## Your instructions
Across the whole listing, copy out every line that includes the string "below".

## Given entries
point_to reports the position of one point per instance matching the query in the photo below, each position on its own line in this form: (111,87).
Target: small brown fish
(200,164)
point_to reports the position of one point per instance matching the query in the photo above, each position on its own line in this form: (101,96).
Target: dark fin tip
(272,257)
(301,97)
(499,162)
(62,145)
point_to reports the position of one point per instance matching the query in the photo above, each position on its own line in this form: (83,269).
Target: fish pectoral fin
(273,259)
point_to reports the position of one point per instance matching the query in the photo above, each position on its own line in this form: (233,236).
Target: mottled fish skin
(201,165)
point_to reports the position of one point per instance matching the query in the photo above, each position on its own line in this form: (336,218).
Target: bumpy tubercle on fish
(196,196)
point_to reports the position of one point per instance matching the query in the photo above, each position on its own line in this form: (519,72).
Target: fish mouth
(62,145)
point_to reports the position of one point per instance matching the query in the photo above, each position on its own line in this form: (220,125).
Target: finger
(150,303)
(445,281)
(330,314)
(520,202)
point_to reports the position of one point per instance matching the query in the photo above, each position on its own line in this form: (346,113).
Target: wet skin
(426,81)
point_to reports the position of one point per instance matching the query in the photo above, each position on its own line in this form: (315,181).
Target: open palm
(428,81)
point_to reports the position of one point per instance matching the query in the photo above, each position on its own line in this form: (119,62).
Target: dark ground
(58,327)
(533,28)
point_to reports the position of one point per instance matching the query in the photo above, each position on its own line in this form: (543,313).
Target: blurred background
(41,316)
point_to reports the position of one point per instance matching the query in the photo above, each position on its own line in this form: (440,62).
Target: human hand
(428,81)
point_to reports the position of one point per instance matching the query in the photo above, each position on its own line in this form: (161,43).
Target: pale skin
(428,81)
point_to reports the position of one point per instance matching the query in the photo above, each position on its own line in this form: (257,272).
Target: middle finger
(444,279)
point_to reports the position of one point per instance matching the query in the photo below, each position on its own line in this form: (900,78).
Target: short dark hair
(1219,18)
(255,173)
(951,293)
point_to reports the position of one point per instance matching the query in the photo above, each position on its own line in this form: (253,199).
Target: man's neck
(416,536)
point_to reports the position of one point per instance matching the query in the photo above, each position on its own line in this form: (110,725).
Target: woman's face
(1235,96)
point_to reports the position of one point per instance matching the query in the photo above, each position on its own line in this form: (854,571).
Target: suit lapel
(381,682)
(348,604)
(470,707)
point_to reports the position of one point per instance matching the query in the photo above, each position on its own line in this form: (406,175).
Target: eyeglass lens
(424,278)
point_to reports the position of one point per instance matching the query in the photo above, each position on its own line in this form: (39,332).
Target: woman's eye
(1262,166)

## Answer section
point_to reports the position of one point per instance matching the query in the photo below, each position on its own line in this form: (111,87).
point_to reports the position of one point per instance matching the query in the photo below, each position on its own line in this form: (900,78).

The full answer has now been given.